Source passage:
Publication | Open Access
High-frequency oscillations and seizure generation in neocortical epilepsy
542
Citations
35
References
2004
Year
Neocortical seizures are often poorly localized and widespread at onset, limiting surgical options without focal lesions. The study aims to validate that prolonged high‑frequency bursts predict focal neocortical seizures in larger, continuous recordings. High‑frequency (60–100 Hz) epileptiform oscillations were highly localized to the seizure onset zone, appeared in all six patients, predicted 62 % of seizures up to 20 min before onset, were strongest during slow‑wave sleep, implicating thalamic neuromodulation, and suggest that current EEG practices overlook clinically valuable oscillatory signatures.
Neocortical seizures are often poorly localized, explosive and widespread at onset, making them poorly amenable to epilepsy surgery in the absence of associated focal brain lesions. We describe, for the first time in an unselected group of patients with neocortical epilepsy, the finding that high‐frequency (60–100 Hz) epileptiform oscillations are highly localized in the seizure onset zone, both before and temporally removed from seizure onset. These findings were observed in all six patients with neocortical epilepsy out of 23 consecutive patients implanted with intracranial electrodes for pre‐surgical evaluation during the study period. The majority of seizures (62%) in these patients were anticipated by an increase in high‐frequency activity in the 20 min prior to neocortical seizure onset. Contrary to observations in normal brain, high‐frequency activity was strongly modulated by behavioural state, and was maximal during slow‐wave sleep, which may explain the propensity for neocortical onset seizures to begin during sleep. These findings point to an important role for neuromodulatory circuits, probably involving the thalamus, in mechanisms underlying seizure generation in neocortical epilepsy. These findings demonstrate that high‐frequency epileptiform oscillations may prove clinically useful in localizing the seizure onset zone in neocortical epilepsy, for identifying periods of increased probability of seizure onset, and in elucidating mechanisms underlying neocortical ictogenesis. Confirmation that prolonged bursts of high‐frequency activity may predict focal onset neocortical seizures will require prospective validation on continuous, prolonged recordings in a larger number of patients. Importantly, the results show that the dynamic range utilized in current clinical practice for localization of epileptogenic brain largely ignores fundamental oscillations that are signatures of an epileptogenic brain. It may prove that many currently available clinical EEG systems and EEG analysis methods utilize a dynamic range that discards clinically important information.

Collected data
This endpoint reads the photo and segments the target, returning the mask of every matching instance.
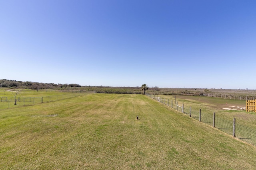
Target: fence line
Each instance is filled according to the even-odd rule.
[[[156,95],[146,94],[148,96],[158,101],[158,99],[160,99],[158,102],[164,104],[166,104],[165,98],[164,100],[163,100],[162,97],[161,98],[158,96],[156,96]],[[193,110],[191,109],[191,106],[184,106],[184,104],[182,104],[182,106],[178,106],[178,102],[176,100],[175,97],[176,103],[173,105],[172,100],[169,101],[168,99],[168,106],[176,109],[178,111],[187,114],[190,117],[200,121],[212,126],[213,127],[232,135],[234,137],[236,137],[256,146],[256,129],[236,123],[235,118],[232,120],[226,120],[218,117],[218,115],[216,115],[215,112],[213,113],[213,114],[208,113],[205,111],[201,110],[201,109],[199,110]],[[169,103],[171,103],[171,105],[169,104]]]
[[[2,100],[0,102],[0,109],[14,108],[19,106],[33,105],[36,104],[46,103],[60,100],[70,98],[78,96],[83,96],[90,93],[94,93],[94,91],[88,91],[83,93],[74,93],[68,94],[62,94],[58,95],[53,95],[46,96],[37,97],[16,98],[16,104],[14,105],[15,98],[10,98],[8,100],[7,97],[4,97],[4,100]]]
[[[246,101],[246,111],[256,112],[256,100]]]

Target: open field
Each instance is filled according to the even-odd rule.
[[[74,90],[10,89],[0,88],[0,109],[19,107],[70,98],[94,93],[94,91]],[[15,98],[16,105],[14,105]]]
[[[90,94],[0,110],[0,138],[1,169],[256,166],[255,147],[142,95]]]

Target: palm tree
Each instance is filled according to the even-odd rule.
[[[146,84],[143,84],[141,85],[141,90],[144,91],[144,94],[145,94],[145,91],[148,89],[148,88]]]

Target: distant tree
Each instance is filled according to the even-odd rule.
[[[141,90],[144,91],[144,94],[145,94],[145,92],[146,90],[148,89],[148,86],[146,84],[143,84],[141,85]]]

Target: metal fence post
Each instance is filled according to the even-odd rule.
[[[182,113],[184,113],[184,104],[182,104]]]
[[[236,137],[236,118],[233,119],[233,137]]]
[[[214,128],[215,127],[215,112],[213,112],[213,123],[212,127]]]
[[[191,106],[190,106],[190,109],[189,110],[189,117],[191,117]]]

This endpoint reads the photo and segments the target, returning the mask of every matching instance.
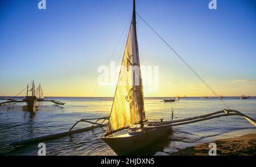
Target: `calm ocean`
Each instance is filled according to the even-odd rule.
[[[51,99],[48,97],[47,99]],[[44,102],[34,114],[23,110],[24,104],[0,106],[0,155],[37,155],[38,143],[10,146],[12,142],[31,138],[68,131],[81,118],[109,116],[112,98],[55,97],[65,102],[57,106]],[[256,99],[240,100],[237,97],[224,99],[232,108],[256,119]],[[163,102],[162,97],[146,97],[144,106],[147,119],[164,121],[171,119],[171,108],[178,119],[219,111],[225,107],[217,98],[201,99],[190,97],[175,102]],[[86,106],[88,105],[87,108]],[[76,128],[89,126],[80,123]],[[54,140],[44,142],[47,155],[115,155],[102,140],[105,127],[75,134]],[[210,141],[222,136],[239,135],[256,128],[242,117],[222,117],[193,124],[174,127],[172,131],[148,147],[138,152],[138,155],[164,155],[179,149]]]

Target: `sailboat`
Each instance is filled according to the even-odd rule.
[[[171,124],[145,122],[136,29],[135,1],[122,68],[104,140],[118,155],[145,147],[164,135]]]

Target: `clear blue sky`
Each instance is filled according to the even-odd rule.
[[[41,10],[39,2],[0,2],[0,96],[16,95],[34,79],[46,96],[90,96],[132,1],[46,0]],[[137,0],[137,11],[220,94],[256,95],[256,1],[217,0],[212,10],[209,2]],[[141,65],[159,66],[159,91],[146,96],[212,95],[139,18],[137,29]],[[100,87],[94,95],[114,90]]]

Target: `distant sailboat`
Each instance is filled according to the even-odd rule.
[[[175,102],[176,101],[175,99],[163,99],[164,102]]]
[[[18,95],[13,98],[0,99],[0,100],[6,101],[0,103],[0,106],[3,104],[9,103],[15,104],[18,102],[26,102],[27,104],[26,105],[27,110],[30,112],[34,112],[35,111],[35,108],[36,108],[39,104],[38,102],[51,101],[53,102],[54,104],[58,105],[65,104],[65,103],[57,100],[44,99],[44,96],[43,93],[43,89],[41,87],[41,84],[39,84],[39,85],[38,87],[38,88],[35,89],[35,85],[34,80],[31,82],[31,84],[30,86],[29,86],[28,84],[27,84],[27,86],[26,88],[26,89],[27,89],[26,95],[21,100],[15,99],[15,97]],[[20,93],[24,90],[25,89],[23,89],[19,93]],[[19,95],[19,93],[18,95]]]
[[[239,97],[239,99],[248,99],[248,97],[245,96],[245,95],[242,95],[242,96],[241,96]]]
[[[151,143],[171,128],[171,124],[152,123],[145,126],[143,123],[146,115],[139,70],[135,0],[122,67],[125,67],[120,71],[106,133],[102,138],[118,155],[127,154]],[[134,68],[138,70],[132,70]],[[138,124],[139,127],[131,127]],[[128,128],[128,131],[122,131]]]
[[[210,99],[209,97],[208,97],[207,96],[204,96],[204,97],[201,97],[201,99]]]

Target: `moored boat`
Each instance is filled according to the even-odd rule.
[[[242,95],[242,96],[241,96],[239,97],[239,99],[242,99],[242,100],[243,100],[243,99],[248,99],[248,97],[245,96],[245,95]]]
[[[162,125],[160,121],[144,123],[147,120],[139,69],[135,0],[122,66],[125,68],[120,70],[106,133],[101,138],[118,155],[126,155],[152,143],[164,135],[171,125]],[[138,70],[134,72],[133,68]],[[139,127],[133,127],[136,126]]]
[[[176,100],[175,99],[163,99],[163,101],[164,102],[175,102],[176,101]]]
---
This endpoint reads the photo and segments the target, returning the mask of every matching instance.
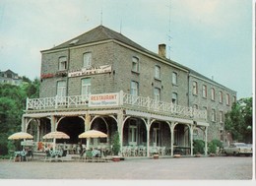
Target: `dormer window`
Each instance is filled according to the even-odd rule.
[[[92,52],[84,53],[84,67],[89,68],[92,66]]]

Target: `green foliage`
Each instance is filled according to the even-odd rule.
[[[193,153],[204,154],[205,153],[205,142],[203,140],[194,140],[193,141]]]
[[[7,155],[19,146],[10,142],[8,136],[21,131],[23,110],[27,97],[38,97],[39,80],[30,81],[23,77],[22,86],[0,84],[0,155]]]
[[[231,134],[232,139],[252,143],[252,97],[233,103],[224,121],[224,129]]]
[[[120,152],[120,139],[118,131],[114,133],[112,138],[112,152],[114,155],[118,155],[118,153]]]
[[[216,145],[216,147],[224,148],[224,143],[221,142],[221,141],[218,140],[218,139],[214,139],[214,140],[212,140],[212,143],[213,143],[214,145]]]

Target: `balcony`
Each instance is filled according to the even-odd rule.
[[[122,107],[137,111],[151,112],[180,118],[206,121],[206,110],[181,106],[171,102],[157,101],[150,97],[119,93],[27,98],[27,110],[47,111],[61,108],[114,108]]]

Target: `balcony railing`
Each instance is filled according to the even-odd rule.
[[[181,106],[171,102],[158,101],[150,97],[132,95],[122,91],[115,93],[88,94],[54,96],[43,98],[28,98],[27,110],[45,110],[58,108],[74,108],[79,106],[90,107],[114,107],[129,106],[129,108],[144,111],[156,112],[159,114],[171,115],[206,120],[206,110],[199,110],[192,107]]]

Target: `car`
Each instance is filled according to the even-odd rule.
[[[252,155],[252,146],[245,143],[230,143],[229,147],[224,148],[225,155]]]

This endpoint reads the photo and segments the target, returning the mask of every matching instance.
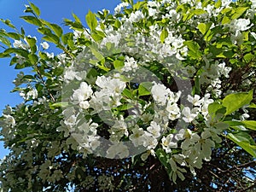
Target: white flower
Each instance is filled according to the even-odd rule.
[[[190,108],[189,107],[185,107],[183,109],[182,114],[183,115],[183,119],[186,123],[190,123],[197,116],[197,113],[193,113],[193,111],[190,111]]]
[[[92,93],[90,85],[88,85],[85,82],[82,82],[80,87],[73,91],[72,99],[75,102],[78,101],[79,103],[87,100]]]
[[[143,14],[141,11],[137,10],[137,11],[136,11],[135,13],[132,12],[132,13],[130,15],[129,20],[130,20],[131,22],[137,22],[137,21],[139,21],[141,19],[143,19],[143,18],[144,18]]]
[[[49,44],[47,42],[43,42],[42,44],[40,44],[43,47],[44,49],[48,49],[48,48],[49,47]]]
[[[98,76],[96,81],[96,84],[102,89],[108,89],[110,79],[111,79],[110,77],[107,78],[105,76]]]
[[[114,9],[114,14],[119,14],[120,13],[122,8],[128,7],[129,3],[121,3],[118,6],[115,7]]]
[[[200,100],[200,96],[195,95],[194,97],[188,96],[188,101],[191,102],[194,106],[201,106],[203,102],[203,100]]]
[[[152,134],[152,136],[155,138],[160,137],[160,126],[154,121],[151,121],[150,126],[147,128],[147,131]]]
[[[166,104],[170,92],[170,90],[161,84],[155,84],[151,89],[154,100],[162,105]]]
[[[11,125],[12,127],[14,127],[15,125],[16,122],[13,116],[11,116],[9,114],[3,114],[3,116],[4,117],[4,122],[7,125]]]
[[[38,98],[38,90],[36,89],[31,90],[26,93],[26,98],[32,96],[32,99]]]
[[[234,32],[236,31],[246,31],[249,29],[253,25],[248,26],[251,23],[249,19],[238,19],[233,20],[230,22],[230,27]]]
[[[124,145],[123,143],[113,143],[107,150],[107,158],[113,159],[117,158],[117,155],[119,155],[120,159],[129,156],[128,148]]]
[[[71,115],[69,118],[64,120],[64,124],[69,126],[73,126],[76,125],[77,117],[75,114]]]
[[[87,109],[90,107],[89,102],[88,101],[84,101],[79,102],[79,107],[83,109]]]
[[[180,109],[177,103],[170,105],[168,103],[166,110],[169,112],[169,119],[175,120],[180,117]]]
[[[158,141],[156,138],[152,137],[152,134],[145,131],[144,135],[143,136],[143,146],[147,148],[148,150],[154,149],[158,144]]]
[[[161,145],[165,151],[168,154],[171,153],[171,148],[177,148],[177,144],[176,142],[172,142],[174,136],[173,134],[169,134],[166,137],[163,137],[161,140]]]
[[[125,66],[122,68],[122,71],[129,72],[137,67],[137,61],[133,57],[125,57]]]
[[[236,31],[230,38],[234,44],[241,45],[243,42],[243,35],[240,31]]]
...
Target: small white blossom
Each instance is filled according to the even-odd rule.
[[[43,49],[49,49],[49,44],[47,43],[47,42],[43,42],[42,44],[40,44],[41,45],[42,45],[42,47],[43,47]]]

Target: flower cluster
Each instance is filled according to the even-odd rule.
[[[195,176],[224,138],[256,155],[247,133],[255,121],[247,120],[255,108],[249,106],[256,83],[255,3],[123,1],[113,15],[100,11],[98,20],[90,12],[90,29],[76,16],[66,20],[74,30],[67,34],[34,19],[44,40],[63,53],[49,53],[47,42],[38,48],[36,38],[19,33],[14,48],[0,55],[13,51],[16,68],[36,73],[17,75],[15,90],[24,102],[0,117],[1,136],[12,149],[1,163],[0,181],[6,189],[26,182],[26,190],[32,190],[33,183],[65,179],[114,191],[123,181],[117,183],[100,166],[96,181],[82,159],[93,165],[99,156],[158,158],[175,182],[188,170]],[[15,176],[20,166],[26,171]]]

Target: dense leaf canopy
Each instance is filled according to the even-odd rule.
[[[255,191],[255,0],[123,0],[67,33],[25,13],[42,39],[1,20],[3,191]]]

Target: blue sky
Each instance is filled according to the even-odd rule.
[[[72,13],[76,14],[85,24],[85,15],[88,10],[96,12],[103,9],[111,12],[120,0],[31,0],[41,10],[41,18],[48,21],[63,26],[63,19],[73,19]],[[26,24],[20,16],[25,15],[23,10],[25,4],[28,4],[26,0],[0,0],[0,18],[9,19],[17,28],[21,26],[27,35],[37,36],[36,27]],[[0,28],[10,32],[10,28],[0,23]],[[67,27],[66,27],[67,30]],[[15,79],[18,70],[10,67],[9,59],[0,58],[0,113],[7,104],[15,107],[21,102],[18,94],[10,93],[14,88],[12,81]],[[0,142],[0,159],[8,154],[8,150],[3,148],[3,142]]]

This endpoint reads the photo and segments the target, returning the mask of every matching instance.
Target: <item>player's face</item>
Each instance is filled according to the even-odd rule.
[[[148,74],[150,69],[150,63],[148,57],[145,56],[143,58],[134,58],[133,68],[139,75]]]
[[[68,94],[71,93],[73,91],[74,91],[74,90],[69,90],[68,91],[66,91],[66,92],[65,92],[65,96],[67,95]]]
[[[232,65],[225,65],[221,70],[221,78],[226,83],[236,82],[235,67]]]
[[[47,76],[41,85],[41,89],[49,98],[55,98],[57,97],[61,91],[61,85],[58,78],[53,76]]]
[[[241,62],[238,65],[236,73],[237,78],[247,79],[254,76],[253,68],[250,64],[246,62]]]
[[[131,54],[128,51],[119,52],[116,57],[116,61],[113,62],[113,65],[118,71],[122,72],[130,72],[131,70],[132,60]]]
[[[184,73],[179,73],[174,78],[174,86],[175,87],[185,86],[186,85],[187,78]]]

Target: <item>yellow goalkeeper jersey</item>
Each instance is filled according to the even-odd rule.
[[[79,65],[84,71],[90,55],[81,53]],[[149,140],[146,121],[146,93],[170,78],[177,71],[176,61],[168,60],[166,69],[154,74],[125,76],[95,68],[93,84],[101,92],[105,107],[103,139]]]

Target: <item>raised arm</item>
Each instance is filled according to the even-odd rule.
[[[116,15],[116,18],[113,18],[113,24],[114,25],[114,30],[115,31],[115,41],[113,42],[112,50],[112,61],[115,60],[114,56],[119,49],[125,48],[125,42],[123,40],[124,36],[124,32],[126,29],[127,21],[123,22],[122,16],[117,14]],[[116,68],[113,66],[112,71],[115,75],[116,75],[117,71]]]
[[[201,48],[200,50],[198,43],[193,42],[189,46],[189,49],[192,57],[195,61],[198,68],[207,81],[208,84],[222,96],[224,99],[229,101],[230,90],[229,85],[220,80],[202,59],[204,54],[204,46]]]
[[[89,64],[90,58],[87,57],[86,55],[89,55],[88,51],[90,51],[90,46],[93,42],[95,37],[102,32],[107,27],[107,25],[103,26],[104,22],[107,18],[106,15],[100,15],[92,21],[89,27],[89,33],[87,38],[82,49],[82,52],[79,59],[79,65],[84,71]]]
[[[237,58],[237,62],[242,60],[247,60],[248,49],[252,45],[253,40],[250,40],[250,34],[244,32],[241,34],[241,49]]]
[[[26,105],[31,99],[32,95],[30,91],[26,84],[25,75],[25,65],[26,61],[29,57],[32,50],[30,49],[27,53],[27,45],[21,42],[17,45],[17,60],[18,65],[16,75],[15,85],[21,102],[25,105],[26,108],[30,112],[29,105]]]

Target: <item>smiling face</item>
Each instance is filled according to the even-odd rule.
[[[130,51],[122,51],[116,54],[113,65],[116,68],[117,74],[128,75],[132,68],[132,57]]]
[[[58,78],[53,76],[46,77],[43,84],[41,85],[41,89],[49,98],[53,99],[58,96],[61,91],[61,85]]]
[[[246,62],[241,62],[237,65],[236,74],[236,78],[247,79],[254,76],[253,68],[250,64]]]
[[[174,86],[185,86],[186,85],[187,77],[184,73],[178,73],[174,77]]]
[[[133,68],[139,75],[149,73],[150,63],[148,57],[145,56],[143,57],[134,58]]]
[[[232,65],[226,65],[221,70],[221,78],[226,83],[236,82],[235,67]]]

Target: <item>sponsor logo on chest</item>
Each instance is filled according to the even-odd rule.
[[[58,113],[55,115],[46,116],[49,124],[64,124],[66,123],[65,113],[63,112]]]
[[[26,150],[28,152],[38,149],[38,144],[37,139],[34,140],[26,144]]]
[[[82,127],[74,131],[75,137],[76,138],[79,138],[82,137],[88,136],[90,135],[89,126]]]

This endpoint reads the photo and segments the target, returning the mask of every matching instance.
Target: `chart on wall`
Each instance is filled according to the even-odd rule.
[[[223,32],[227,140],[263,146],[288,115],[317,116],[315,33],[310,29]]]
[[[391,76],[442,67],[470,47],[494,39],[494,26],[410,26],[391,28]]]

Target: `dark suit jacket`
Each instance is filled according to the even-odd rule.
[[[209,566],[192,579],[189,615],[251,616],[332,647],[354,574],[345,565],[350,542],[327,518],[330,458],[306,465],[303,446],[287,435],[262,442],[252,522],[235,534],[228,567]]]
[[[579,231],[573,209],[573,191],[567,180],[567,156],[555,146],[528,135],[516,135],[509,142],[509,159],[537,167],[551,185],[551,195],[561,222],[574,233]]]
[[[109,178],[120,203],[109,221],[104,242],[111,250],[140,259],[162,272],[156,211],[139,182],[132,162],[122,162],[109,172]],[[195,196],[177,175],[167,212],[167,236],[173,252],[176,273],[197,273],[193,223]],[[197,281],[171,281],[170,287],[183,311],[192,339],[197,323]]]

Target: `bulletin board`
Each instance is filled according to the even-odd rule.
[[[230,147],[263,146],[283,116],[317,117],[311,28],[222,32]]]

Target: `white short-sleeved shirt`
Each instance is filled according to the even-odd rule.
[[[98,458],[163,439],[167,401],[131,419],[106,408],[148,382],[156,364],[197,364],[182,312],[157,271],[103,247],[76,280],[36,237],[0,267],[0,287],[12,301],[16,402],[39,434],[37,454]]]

Task set:
A: The text on high-frequency oscillations in neocortical epilepsy names ways these oscillations may prove clinically useful. List each of them.
B: Write out the part of the neocortical epilepsy text that begins at the words "Publication | Open" and stops after "valuable oscillatory signatures.".

Answers for this exercise:
A:
- Localizing the seizure onset zone in neocortical epilepsy
- Identifying periods of increased probability of seizure onset
- Elucidating mechanisms underlying neocortical ictogenesis

B:
Publication | Open Access
High-frequency oscillations and seizure generation in neocortical epilepsy
542
Citations
35
References
2004
Year
Neocortical seizures are often poorly localized and widespread at onset, limiting surgical options without focal lesions. The study aims to validate that prolonged high‑frequency bursts predict focal neocortical seizures in larger, continuous recordings. High‑frequency (60–100 Hz) epileptiform oscillations were highly localized to the seizure onset zone, appeared in all six patients, predicted 62 % of seizures up to 20 min before onset, were strongest during slow‑wave sleep, implicating thalamic neuromodulation, and suggest that current EEG practices overlook clinically valuable oscillatory signatures.